Door middel van genetische modificatie hebben wetenschappers van de Universiteit van California een muggensoort gekweekt, die
malaria blokkerende genen verspreidt onder andere
muggen. Het is de bedoeling dat het nageslacht van deze muggen uiteindelijk het vermogen van de insecten om malaria op mens over te dragen zal elimineren en zo de ziekte zal uitroeien. De resultaten van het onderzoek werden gepubliceerd in het toonaangevende wetenschappelijk tijdschrift . Voor de genetische modificatie werd gebruik gemaakt van de CRISPR methode, die het mogelijk maakt om DNA te knippen en te vervangen door gemuteerde genen. Zo hebben de onderzoekers een DNA-element toegevoegd aan het genoom van malariamuggen. Het gen dat de overdracht van malaria moet voorkomen werd doorgegeven aan 99,5% van de nakomelingen. Met oudere technieken voor genetische modificatie worden aanzienlijk slechtere resultaten behaald. Vaak komt het gen helemaal niet in het DNA van het organisme terecht of niet op de plek waar het moest komen. Daardoor moesten er altijd veel pogingen gedaan worden om een genetische gemodificeerd dier te maken. Als dat al lukte, kreeg een mug maar één kopie van het malaria-resistente gen. Met de CRISP methode kopieert het resistente gen zichzelf meteen naar het tweede chromosoom, zodat alle nakomelingen die paren met niet-resistente muggen bijna alleen maar - 99,5% om precies te zijn - resistente nakomelingen krijgen. Bovendien is deze kopieerdrang erfelijk, waardoor volgende generaties ook vrijwel alleen maar bestaan uit resistente muggen. Tot nu toe werd de techniek alleen toegepast in het laboratorium. Meer proeven zijn nodig om de werkzaamheid van het anti-malaria gen te bevestigen. Pas daarna kan veldonderzoek plaatsvinden. Malaria is een van de grootste gezondheidsproblemen in de wereld. Meer dan 40% van de wereldbevolking leeft in gebieden waar men het risico loopt om de ziekte te krijgen. Volgens de Centers for Disease Control en Prevention doen zich ieder jaar 300 tot 500 miljoen gevallen van malaria voor. Bijna 1 miljoen mensen sterven elk jaar aan de ziekte. Vooral zuigelingen, jonge kinderen en zwangere vrouwen worden het slachtoffer, de meeste van hen in Afrika.

_Items uit een gegevensverzameling_.
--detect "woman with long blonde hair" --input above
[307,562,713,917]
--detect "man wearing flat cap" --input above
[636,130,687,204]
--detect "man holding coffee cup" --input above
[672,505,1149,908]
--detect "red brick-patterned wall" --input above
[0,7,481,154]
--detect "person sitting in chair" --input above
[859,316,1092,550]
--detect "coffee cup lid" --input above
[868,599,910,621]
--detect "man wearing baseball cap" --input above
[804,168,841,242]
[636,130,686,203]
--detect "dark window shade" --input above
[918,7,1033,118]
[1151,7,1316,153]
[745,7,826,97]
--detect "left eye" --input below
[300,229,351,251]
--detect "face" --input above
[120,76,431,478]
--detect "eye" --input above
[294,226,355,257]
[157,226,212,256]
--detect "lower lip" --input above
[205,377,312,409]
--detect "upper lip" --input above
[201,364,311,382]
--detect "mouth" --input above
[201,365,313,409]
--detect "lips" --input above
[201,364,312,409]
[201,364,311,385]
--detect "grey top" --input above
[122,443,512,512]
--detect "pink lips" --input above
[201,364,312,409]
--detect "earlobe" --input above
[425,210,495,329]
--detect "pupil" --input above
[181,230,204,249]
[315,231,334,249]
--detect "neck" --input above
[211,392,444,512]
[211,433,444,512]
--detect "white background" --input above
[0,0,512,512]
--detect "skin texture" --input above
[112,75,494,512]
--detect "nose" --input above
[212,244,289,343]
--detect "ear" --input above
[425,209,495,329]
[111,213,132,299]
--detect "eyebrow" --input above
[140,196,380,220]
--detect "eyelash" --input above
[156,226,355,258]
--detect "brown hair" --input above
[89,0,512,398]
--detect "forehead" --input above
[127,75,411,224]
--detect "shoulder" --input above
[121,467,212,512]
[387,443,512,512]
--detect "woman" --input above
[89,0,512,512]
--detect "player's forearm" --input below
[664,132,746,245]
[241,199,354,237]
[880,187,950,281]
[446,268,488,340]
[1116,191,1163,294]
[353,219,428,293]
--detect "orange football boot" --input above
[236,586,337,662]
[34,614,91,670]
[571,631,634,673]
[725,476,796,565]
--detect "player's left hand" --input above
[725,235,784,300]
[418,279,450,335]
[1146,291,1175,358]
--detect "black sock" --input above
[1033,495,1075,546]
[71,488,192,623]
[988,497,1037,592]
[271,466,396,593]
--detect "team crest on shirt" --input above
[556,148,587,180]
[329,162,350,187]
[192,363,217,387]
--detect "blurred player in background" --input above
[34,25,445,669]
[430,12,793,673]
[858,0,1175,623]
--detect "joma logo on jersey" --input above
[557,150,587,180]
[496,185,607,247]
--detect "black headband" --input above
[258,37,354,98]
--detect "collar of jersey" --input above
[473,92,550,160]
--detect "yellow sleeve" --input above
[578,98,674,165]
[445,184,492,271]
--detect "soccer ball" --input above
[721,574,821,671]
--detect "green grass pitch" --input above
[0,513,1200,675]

_OPDRACHT 1_. Aan welk percentage van de nakomelingen werd het gen doorgegeven dat de overdracht van malaria moet voorkomen, volgens het fragment over malariamuggen?
_OPDRACHT 2_. Som alle groepen op die volgens het fragment over malariamuggen vooral het slachtoffer worden van malaria.
De items spelen hierbij geen rol.

_ANTWOORD 1_. Aan 99,5% van de nakomelingen.

_ANTWOORD 2_. Zuigelingen, jonge kinderen en zwangere vrouwen.